### Assignment
Turn the listing below into a JSON list of strings with one string per line, skipping blank lines and leaving out the pictures.

### Records
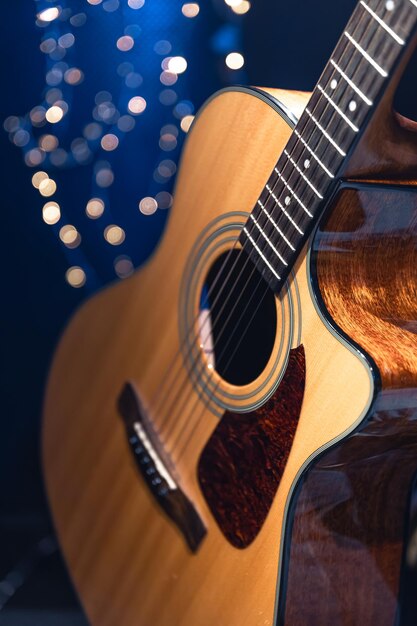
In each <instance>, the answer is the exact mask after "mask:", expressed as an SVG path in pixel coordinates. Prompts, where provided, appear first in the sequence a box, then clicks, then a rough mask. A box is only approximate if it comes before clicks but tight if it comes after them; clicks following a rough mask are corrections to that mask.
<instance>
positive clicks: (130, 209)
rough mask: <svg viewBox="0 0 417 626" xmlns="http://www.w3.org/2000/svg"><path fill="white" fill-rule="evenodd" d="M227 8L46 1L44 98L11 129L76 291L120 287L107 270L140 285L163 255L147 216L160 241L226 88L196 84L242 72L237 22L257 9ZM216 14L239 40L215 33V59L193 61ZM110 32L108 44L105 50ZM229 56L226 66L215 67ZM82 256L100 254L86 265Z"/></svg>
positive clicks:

### Exercise output
[
  "In each <instance>, the answer is the exact mask after \"mask:\", expressed as an SVG path in pixel coordinates. Prompts, where provided, appear first in the sequence a box, then clicks, then a rough mask. A box is only approximate if it comes before clicks but tight if it comes after them; clicks following a rough mask are corrections to that mask.",
  "<instance>",
  "positive clicks: (130, 209)",
  "rough mask: <svg viewBox=\"0 0 417 626\" xmlns=\"http://www.w3.org/2000/svg\"><path fill=\"white\" fill-rule=\"evenodd\" d=\"M227 8L46 1L44 98L11 129L76 291L120 287L107 270L140 285L163 255L147 216L160 241L226 88L196 84L242 72L237 22L257 9ZM216 14L239 40L215 33V59L193 61ZM110 32L108 44L105 50ZM229 56L226 66L215 67ZM82 256L100 254L86 265Z\"/></svg>",
  "positive clicks:"
]